• Set problem
Reproduce the full listing that appears beneath this instruction exactly.

• Dataset

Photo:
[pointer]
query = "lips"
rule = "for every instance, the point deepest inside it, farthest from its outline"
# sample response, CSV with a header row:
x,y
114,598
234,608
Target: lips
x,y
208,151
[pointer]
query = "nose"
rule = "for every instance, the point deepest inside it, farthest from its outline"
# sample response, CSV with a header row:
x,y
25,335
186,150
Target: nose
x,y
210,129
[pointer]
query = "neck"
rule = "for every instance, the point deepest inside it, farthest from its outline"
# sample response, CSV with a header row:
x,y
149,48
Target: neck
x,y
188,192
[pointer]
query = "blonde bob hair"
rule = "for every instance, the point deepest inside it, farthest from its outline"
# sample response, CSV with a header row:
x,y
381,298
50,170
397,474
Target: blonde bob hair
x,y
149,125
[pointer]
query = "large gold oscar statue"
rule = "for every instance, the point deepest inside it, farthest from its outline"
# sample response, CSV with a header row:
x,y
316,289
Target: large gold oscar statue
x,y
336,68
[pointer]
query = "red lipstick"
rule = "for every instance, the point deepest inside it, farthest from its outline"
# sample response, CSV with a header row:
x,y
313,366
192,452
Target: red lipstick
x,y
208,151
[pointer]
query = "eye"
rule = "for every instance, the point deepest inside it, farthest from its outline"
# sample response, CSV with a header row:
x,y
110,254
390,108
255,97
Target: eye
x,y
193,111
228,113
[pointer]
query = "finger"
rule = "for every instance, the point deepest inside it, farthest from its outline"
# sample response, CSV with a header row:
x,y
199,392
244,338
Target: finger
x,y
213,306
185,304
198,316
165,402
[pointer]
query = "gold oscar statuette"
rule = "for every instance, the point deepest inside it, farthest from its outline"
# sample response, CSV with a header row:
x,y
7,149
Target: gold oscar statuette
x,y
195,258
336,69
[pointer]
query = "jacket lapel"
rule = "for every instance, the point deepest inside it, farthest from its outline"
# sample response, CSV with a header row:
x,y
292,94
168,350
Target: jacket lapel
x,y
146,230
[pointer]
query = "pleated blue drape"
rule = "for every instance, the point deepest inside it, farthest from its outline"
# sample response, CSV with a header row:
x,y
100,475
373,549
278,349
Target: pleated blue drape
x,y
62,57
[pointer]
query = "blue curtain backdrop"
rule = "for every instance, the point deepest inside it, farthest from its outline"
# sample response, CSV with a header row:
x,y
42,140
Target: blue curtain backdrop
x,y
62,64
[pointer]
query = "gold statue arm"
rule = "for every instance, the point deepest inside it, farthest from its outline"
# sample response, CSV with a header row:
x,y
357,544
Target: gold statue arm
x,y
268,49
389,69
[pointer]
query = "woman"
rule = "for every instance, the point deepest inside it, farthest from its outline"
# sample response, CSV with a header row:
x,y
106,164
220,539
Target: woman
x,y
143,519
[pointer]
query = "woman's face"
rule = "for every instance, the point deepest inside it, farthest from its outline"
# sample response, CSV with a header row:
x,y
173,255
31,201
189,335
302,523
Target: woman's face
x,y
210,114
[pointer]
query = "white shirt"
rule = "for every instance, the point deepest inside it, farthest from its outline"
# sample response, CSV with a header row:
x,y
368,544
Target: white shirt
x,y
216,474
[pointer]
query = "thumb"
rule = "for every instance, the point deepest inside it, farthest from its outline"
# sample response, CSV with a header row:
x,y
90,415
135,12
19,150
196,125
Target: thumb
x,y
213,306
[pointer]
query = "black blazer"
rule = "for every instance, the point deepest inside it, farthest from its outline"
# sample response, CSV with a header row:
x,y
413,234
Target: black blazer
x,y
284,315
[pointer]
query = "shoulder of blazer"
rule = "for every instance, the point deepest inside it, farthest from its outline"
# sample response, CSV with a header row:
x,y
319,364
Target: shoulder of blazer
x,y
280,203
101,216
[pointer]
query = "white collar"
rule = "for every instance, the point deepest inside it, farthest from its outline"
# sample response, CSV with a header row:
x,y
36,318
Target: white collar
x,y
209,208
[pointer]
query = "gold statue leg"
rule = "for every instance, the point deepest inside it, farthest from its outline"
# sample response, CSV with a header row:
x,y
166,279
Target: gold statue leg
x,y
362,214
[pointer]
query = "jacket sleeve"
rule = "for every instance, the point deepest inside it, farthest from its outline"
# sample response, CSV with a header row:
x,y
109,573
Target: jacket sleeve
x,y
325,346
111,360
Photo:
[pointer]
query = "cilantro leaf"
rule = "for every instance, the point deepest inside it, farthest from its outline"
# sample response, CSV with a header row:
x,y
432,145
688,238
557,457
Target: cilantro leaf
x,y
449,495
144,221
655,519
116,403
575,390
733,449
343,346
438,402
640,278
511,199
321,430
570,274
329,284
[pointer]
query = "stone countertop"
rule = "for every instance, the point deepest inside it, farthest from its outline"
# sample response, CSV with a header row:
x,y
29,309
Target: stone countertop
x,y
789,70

• Task response
Photo:
[pointer]
query = "lips"
rule = "for every instance, the point deepest inside it, farthest from its outline"
# sample response, CSV with a header row:
x,y
114,598
234,608
Target: lips
x,y
208,151
[pointer]
query = "nose"
rule = "for every instance, the point deepest inside it, farthest from its outline"
# sample response, CSV with a header row:
x,y
25,335
186,150
Target: nose
x,y
210,129
[pointer]
query = "neck"
rule = "for every instance, the point deepest inside it, farthest from its outline"
# sample response, CSV with a header row:
x,y
149,48
Target: neck
x,y
188,192
[pointer]
query = "blonde bob hair"
rule = "for every instance, the point deepest inside it, farthest from its outline"
# sample response, CSV with a header row:
x,y
381,298
50,170
397,474
Target: blonde bob hair
x,y
149,125
[pointer]
query = "large gold oscar statue"
rule = "for every instance, the point deepest inside it, farthest from its outline"
# sample response, CSV with a header row:
x,y
316,289
Target: large gold oscar statue
x,y
336,68
[pointer]
query = "red lipstick"
rule = "for every instance, the point deepest inside it, farthest from its outline"
# sample response, CSV with a header row:
x,y
313,366
192,452
Target: red lipstick
x,y
208,151
[pointer]
query = "eye"
rule = "for every instance, the point deepest inside it, farthest from its outline"
# sample response, CSV with a header row:
x,y
110,254
390,108
255,97
Target: eye
x,y
193,111
228,113
[pointer]
query = "finger"
rule = "for every instance, the point deepest inside it, farthest from its outline"
# sample response, CSV with a header row:
x,y
199,392
244,338
Target: finger
x,y
213,306
185,304
198,316
165,402
[pointer]
query = "gold oscar statuette"
rule = "for every instance, the point deepest inside it, farthest from its outline"
# sample response, CSV with a header row:
x,y
7,149
Target: gold oscar statuette
x,y
195,258
336,69
[pointer]
query = "jacket lapel"
rule = "for every instance, the point deepest inside it, farthest from its outline"
# sample response, CSV with a header row:
x,y
292,94
168,350
Target: jacket lapel
x,y
146,230
[pointer]
query = "pleated blue drape"
rule = "for every instance, the point deepest inside it, farthest from its outline"
# sample response, CSV with a header row:
x,y
100,475
373,549
278,349
Target: pleated blue drape
x,y
62,57
[pointer]
query = "blue curtain backdrop"
rule = "for every instance, the point deepest inside it, farthest from its outline"
# sample response, CSV with a header row:
x,y
42,140
Target: blue curtain backdrop
x,y
62,64
[pointer]
query = "gold statue arm"
rule = "for every instance, the point deepest inside it, farthest from its outline"
# sample response, CSV with a header row:
x,y
357,544
Target: gold statue arm
x,y
268,49
389,69
[pointer]
query = "woman"
rule = "for every instance, the point deepest inside it, farthest from its outline"
# sample response, CSV with a header row:
x,y
106,164
220,539
Target: woman
x,y
143,519
[pointer]
query = "woman's face"
rule = "for every instance, the point deepest inside it, farthest from its outline"
# sample response, CSV with a header row:
x,y
173,255
31,201
189,335
302,523
Target: woman's face
x,y
210,114
[pointer]
query = "white shirt"
rule = "for every instance, the point deepest inside it, farthest from its outline"
# sample response, CSV with a header row:
x,y
368,544
Target: white shirt
x,y
216,474
[pointer]
query = "thumb"
rule = "for every instance, the point deepest inside it, farthest from its outline"
# sample response, CSV with a header row:
x,y
90,415
135,12
19,150
196,125
Target: thumb
x,y
213,306
[pointer]
query = "black blazer"
rule = "for every instance, the point deepest inside it, farthest from its outline"
# sample response, CSV with a header row:
x,y
413,234
Target: black blazer
x,y
284,315
[pointer]
query = "shoulder of blazer"
rule = "for every instance, the point deepest inside it, farthest from its outline"
# sample response, CSV with a header row:
x,y
319,364
Target: shoulder of blazer
x,y
280,203
101,216
[pointer]
query = "white collar"
rule = "for every instance, the point deepest inside it, farthest from its outline"
# sample response, CSV with a header row:
x,y
36,318
Target: white collar
x,y
209,208
[pointer]
query = "gold statue leg"
rule = "for every instance, the point deepest inside it, farthest from its outline"
# sample response, CSV with a header row:
x,y
166,279
Target: gold statue leg
x,y
362,214
[pointer]
query = "jacket sleeve"
rule = "for every instance, the point deepest inside it, farthest from its outline"
# sample response, CSV with a header row:
x,y
109,573
Target: jacket sleeve
x,y
325,346
111,360
Photo:
[pointer]
query = "cilantro leaf"
rule = "for every instance, the point deepest inside it, farthest from its outline"
# sample response, CSV with a header row:
x,y
432,145
688,238
557,457
Target: cilantro leaf
x,y
449,495
144,221
655,519
116,403
575,390
733,449
343,346
438,402
640,278
511,199
321,430
570,274
329,284
[pointer]
query = "stone countertop"
rule = "for every instance, the point deepest inside it, farthest from its outline"
# sample response, CSV with a header row:
x,y
29,309
Target: stone countertop
x,y
789,70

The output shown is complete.